> Exercise directions
Write down every entry below once more, exactly.

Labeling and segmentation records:
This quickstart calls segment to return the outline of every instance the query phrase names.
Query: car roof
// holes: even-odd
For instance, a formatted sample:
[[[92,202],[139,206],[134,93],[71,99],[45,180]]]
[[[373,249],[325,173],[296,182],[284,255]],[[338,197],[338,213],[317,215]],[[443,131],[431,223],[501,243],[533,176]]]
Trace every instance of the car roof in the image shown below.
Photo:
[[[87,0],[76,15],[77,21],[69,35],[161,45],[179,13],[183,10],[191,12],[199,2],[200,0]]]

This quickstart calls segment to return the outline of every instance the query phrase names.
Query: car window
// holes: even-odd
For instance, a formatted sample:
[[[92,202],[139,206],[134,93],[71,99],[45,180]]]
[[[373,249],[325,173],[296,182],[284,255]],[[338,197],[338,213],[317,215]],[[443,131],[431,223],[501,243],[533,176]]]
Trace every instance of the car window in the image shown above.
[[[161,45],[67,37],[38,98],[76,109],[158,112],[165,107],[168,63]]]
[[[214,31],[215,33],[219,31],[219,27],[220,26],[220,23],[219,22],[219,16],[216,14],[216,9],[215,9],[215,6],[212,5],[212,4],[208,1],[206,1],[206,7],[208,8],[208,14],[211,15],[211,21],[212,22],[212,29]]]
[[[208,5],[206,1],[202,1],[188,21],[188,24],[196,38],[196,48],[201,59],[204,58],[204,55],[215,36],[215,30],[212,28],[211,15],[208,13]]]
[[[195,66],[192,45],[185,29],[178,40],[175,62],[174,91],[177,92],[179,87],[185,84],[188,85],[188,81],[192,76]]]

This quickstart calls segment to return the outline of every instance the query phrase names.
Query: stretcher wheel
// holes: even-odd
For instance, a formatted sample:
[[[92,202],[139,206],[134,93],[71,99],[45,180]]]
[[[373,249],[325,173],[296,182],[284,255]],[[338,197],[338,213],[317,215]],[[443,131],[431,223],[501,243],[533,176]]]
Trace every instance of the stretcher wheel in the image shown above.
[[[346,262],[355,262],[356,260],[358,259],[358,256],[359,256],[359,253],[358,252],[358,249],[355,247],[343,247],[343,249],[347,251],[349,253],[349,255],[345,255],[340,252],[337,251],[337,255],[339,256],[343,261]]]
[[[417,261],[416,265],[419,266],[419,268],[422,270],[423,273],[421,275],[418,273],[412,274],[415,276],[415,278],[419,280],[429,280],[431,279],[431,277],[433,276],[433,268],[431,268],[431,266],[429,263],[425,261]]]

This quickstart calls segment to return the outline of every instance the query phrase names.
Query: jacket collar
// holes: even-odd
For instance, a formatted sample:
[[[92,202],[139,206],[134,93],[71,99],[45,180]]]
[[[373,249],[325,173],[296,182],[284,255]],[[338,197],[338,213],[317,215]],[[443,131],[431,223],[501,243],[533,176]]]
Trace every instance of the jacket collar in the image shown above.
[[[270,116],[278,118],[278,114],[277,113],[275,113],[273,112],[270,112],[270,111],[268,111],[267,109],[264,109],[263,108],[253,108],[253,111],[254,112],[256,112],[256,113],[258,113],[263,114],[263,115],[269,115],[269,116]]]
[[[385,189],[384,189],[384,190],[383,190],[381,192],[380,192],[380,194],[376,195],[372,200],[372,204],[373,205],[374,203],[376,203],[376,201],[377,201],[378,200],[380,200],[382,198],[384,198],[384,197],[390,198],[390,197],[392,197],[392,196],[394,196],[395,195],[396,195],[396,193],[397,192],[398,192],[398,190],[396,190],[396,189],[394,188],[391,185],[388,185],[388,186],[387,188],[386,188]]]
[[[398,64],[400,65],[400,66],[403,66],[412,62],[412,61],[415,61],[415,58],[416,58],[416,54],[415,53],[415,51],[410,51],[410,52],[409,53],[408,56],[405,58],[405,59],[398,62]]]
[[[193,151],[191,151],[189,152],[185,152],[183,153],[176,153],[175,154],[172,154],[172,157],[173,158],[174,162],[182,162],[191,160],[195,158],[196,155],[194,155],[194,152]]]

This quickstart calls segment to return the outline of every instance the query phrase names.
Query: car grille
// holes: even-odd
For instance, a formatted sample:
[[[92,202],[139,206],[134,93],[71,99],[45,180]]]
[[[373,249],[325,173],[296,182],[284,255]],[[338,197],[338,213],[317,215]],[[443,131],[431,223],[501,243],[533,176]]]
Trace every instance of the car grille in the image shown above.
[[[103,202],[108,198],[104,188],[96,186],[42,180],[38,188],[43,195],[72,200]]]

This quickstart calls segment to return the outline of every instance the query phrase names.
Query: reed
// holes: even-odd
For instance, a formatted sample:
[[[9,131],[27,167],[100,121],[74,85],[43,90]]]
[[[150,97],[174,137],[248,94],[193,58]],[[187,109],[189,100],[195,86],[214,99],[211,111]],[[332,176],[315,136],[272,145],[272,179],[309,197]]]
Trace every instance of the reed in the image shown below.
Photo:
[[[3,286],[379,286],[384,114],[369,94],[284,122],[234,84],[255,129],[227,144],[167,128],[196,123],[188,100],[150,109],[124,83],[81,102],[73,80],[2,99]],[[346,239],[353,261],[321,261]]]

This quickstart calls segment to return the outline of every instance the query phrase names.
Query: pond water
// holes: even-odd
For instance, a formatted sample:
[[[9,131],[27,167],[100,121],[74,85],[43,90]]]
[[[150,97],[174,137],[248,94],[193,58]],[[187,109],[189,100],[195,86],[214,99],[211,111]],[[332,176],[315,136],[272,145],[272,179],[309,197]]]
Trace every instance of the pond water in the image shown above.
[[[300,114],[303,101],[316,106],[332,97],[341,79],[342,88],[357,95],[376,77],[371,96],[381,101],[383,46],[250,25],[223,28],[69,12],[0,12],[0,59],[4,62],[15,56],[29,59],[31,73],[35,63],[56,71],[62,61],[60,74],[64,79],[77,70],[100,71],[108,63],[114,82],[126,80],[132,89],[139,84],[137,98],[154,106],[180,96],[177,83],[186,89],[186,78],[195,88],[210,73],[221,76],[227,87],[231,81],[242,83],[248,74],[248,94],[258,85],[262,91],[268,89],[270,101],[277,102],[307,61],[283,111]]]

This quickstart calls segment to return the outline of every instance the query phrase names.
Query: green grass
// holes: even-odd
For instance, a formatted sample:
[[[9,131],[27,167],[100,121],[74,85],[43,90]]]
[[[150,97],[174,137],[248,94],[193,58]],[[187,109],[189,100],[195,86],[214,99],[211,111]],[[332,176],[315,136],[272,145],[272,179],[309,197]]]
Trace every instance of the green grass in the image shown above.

> Exercise response
This quickstart calls segment to return the outline of every instance the query phrase names.
Query: car roof
// holes: even-odd
For instance, a formatted sample:
[[[92,202],[139,206],[134,93],[71,99],[45,180]]]
[[[373,249],[325,173],[296,182],[284,255]],[[338,197],[338,213],[317,215]],[[443,131],[431,223],[501,243],[533,176]]]
Trace every instance of the car roof in the image shown below.
Photo:
[[[87,0],[76,15],[77,21],[69,35],[161,45],[179,13],[183,10],[191,12],[199,2],[200,0]]]

This quickstart calls segment to return the outline of every instance the query phrase names.
Query: car window
// holes: even-odd
For instance, a formatted sample:
[[[92,202],[139,206],[134,93],[71,99],[45,180]]]
[[[373,249],[325,173],[296,182],[284,255]],[[338,197],[338,213],[317,215]],[[443,131],[431,223],[501,243],[533,176]]]
Trace every instance of the car window in the image shown above.
[[[161,45],[67,37],[38,98],[76,109],[158,112],[165,107],[168,63]]]
[[[214,31],[215,33],[219,31],[219,27],[220,26],[220,23],[219,22],[219,16],[216,14],[216,9],[215,9],[215,6],[212,5],[212,4],[208,1],[206,1],[206,7],[208,8],[208,14],[211,15],[211,21],[212,22],[212,29]]]
[[[208,5],[206,1],[202,1],[188,21],[188,24],[196,38],[196,48],[201,59],[204,58],[204,55],[215,36],[215,30],[212,28],[211,15],[208,13]]]
[[[195,66],[192,45],[185,29],[178,40],[175,62],[174,91],[177,92],[179,87],[185,84],[188,85],[188,81],[192,76]]]

This quickstart calls segment to return the outline of every instance the query phrase names.
Query: stretcher wheel
// holes: even-odd
For instance, a formatted sample:
[[[92,202],[139,206],[134,93],[71,99],[45,180]]]
[[[373,249],[325,173],[296,182],[284,255]],[[338,197],[338,213],[317,215]],[[443,131],[431,223],[501,243],[533,176]]]
Trace every instance of the stretcher wheel in the image shown above.
[[[346,262],[355,262],[356,260],[358,259],[358,256],[359,256],[359,253],[358,252],[358,249],[355,247],[343,247],[343,249],[347,251],[349,253],[349,255],[345,255],[340,252],[337,251],[337,255],[339,256],[343,261]]]
[[[417,261],[416,265],[419,266],[419,268],[422,270],[423,273],[421,275],[418,273],[412,274],[415,276],[415,278],[419,280],[429,280],[431,279],[431,277],[433,276],[433,268],[431,268],[431,266],[429,263],[425,261]]]

This quickstart calls segment to return the outline of every instance the query phrase names.
Query: jacket collar
// holes: even-odd
For instance, a formatted sample:
[[[92,202],[139,206],[134,93],[71,99],[45,180]]]
[[[373,249],[325,173],[296,182],[284,255]],[[338,197],[338,213],[317,215]],[[443,131],[431,223],[501,243],[533,176]]]
Trace every instance of the jacket collar in the image shown above.
[[[270,116],[278,118],[278,114],[277,113],[275,113],[273,112],[270,112],[270,111],[268,111],[267,109],[264,109],[263,108],[253,108],[253,111],[254,112],[256,112],[256,113],[258,113],[263,114],[263,115],[269,115],[269,116]]]
[[[385,189],[384,189],[384,190],[383,190],[381,192],[380,192],[380,194],[376,195],[372,200],[372,204],[373,205],[374,203],[376,203],[376,201],[377,201],[378,200],[380,200],[382,198],[384,198],[384,197],[390,198],[390,197],[392,197],[392,196],[394,196],[395,195],[396,195],[396,193],[397,192],[398,192],[398,190],[396,190],[396,189],[394,188],[391,185],[388,185],[388,186],[387,188],[386,188]]]
[[[398,64],[400,65],[400,66],[403,66],[412,62],[412,61],[415,61],[415,58],[416,58],[416,54],[415,53],[415,51],[410,51],[410,52],[409,53],[408,56],[405,58],[405,59],[398,62]]]
[[[193,151],[191,151],[189,152],[185,152],[183,153],[176,153],[175,154],[172,154],[172,157],[173,158],[174,162],[182,162],[191,160],[195,158],[196,155],[194,155],[194,152]]]

This quickstart calls segment to return the outline of every instance the query phrase names.
Query: car grille
// holes: even-odd
For instance, a formatted sample:
[[[92,202],[139,206],[134,93],[71,99],[45,180]]]
[[[373,249],[325,173],[296,182],[284,255]],[[338,197],[338,213],[317,215]],[[443,131],[431,223],[501,243],[533,176]]]
Trace every instance of the car grille in the image shown above.
[[[103,202],[108,198],[104,188],[96,186],[42,180],[38,188],[43,195],[72,200]]]

This quickstart calls segment to return the outline of every instance the query phrase names.
Query: reed
// holes: even-odd
For instance, a formatted sample:
[[[9,131],[27,167],[100,121],[74,85],[43,90]]]
[[[150,97],[174,137],[248,94],[193,58]],[[187,109],[189,100],[195,86],[214,99],[211,111]],[[332,176],[315,136],[272,145],[272,179],[309,197]]]
Trace every instance of the reed in the image shown below.
Photo:
[[[3,286],[379,286],[384,114],[369,94],[284,122],[234,84],[255,129],[227,144],[167,128],[196,123],[188,100],[150,109],[124,83],[81,102],[73,80],[2,99]],[[346,239],[353,261],[321,261]]]

This quickstart calls segment to return the outline of every instance the query phrase names.
Query: pond water
// holes: even-odd
For instance, a formatted sample:
[[[9,131],[27,167],[100,121],[74,85],[43,90]]]
[[[150,97],[174,137],[248,94],[193,58]],[[187,109],[189,100],[195,86],[214,99],[211,111]],[[332,176],[315,136],[272,145],[272,179],[309,197]]]
Trace every instance of the pond water in the image shown above.
[[[300,114],[303,101],[316,106],[332,97],[341,79],[342,88],[357,95],[376,77],[371,96],[381,101],[383,46],[250,25],[223,28],[69,12],[0,12],[0,59],[4,62],[15,56],[29,59],[31,73],[35,63],[56,71],[62,61],[60,74],[64,79],[77,70],[100,71],[108,63],[114,82],[126,80],[132,89],[139,84],[137,98],[154,106],[180,96],[177,83],[186,89],[186,78],[195,88],[210,73],[221,76],[227,87],[231,81],[242,83],[248,74],[248,94],[258,85],[262,91],[268,89],[270,101],[277,102],[307,61],[283,111]]]

This quickstart calls segment to return the outline of every instance the query phrase names.
Query: green grass
// holes: even-odd
For instance, a formatted sample:
[[[9,131],[27,167],[100,121],[74,85],[43,90]]]
[[[150,97],[174,137],[248,94],[193,58]],[[187,109],[189,100],[195,86],[214,99],[211,111]],[[332,176],[315,136],[272,145],[272,179],[309,197]]]
Trace every instance of the green grass in the image shown above.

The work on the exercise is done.